[START Records supplied]

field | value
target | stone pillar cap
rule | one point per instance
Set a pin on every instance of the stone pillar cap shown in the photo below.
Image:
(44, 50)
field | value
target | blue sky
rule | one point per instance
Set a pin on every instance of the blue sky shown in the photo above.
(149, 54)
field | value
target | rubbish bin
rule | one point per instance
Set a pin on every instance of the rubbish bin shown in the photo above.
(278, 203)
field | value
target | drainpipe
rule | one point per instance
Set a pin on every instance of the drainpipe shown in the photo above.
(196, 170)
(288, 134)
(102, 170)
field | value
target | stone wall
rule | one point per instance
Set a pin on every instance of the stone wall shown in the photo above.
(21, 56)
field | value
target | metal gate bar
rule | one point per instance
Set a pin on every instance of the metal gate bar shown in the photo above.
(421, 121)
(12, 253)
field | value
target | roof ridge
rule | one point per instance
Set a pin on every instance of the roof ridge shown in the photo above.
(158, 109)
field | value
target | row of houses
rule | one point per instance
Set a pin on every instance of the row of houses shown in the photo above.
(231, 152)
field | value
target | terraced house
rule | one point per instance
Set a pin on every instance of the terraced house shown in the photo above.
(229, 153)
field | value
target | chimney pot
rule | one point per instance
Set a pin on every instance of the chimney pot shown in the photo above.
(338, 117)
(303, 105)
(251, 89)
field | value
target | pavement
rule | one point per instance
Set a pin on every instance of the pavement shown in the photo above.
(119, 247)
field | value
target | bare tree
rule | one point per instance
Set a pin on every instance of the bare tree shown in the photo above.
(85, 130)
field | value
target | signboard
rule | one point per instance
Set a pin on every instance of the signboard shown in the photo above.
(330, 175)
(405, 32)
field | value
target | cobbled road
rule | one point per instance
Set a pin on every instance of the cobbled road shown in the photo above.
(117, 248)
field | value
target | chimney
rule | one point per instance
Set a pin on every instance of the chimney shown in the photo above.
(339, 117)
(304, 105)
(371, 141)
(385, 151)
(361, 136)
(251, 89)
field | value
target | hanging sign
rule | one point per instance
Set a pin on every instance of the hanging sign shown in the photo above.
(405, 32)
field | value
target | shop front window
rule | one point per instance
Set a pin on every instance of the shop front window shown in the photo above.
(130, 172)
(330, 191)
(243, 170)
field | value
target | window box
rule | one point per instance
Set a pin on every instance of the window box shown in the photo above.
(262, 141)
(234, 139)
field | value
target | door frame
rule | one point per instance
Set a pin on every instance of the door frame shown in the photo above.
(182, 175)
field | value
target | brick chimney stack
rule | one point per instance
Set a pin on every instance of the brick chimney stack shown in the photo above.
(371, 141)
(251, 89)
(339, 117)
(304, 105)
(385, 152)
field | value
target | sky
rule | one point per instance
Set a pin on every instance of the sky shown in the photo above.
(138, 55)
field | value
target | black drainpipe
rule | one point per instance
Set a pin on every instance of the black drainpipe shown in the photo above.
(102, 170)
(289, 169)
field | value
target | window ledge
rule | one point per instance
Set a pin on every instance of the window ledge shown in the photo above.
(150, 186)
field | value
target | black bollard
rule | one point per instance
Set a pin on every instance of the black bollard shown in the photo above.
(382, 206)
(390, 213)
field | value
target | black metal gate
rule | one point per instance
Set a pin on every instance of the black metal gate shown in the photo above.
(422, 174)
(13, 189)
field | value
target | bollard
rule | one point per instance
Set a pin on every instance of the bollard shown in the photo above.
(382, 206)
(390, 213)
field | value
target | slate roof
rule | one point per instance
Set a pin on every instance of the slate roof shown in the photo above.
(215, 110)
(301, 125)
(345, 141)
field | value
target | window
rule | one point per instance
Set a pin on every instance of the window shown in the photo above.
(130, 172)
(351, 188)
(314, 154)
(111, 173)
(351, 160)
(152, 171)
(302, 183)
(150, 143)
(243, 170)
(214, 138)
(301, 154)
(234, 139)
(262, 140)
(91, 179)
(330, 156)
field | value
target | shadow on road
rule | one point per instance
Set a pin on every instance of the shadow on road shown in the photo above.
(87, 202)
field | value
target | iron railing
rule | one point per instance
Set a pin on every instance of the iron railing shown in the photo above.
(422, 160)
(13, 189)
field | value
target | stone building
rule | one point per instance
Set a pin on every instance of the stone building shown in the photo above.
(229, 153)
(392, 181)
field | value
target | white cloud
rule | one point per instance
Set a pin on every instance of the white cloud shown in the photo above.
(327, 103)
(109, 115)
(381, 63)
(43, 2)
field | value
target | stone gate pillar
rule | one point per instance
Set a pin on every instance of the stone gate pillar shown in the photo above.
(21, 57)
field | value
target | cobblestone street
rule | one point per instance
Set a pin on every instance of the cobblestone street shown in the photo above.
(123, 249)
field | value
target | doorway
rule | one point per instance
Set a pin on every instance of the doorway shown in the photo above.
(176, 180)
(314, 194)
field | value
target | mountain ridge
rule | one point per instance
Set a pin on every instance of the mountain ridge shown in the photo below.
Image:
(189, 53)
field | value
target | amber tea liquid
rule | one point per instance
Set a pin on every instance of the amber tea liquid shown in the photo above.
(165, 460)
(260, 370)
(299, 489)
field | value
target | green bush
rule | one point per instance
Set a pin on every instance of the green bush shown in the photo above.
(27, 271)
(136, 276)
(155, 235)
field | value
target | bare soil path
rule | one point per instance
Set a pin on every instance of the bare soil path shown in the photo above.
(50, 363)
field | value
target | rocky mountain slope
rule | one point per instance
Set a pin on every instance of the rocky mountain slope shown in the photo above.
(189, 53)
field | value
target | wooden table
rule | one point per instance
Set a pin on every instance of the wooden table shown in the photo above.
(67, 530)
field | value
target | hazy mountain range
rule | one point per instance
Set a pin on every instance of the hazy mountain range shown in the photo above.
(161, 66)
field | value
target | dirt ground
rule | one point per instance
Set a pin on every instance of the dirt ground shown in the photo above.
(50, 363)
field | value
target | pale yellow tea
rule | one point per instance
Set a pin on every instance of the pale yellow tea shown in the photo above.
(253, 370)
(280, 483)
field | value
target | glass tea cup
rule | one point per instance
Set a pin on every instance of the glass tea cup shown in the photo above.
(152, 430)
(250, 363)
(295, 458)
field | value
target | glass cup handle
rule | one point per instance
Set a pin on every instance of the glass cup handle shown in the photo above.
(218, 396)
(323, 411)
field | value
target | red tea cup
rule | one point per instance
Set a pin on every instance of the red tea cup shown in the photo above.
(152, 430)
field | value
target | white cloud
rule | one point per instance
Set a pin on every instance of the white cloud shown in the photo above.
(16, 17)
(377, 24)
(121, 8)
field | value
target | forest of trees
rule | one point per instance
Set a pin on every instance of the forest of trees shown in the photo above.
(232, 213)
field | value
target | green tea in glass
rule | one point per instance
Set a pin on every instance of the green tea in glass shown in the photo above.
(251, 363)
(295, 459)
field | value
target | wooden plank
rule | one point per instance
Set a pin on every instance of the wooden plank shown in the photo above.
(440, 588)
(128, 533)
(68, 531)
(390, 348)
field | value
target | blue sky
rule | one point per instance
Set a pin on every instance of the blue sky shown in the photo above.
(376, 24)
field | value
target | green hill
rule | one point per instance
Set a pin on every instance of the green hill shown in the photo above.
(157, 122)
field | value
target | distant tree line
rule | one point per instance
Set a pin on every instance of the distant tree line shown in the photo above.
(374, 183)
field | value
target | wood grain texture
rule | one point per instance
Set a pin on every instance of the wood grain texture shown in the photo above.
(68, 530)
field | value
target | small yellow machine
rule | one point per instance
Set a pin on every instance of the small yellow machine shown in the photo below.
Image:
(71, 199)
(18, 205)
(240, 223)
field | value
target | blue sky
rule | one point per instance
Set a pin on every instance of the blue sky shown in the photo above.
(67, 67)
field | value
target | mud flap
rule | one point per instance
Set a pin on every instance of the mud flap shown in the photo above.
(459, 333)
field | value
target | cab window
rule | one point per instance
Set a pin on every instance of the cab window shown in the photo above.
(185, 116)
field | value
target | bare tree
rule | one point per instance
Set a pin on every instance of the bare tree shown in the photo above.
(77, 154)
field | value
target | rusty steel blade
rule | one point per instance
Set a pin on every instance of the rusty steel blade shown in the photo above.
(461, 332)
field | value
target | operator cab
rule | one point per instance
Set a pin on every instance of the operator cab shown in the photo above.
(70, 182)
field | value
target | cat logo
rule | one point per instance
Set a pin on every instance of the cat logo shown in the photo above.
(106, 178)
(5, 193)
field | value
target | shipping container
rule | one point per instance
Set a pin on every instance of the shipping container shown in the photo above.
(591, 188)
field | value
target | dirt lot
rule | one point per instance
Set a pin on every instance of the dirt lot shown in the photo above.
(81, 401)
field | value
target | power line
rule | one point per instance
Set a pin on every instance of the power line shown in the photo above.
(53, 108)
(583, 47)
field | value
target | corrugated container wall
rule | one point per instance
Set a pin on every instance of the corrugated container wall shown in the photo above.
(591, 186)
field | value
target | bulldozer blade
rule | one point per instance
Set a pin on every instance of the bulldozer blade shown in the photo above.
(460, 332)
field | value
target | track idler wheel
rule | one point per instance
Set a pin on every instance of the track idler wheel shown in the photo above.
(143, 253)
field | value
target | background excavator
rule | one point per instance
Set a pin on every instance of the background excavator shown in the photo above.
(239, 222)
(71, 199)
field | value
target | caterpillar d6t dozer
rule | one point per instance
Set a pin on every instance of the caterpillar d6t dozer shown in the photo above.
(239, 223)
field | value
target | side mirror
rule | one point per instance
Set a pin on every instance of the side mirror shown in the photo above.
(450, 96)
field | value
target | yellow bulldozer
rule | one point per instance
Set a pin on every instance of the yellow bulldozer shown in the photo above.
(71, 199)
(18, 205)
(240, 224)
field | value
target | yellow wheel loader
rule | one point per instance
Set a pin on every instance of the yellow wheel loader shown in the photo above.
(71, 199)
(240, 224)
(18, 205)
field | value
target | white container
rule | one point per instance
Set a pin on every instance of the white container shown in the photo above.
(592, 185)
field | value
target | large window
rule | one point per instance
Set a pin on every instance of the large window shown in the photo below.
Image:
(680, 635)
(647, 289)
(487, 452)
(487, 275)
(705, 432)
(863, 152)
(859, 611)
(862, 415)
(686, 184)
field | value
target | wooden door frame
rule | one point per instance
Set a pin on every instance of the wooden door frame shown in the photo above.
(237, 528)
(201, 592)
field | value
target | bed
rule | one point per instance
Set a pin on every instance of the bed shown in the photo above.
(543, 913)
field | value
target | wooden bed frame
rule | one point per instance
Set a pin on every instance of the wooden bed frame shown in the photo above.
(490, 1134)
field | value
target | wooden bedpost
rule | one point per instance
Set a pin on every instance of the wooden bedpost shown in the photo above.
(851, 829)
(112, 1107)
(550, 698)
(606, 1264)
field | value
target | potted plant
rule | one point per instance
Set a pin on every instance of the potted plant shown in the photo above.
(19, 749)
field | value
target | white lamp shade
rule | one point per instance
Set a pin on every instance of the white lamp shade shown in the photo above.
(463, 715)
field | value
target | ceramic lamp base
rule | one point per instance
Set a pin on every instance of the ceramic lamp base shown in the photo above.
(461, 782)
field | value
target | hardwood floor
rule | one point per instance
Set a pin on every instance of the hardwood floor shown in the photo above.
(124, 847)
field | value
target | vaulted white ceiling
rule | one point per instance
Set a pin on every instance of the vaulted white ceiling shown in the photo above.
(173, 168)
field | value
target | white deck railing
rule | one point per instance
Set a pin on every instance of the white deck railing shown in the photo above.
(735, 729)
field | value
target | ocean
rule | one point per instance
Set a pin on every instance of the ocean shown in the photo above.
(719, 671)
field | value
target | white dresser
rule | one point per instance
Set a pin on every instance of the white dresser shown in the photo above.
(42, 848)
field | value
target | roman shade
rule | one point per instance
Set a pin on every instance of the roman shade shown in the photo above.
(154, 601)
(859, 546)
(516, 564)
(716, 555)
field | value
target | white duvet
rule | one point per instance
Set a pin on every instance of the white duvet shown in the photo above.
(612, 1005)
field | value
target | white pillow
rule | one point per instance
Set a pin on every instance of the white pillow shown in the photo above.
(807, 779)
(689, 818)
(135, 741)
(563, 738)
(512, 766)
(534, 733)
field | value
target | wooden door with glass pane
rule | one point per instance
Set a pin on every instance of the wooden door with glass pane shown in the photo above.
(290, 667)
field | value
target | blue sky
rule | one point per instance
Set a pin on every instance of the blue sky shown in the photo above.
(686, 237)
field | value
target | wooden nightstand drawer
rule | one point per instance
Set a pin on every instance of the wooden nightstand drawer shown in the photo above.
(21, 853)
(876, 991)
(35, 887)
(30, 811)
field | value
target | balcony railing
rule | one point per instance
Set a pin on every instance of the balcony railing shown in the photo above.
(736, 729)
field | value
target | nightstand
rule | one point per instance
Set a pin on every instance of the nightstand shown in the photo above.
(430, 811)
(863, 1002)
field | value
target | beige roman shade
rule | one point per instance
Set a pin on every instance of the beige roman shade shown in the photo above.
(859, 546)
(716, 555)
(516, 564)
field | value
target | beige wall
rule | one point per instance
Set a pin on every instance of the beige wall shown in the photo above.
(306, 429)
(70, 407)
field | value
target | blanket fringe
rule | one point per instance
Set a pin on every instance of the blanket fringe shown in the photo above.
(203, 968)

[END Records supplied]

▸ What the exercise asks: Pick out every line in the records that contains the string "excavator", copying each one in full. Treat case as significant.

▸ Answer to the exercise:
target | background excavator
Set a pin on every instance of the background excavator shown in the photo above.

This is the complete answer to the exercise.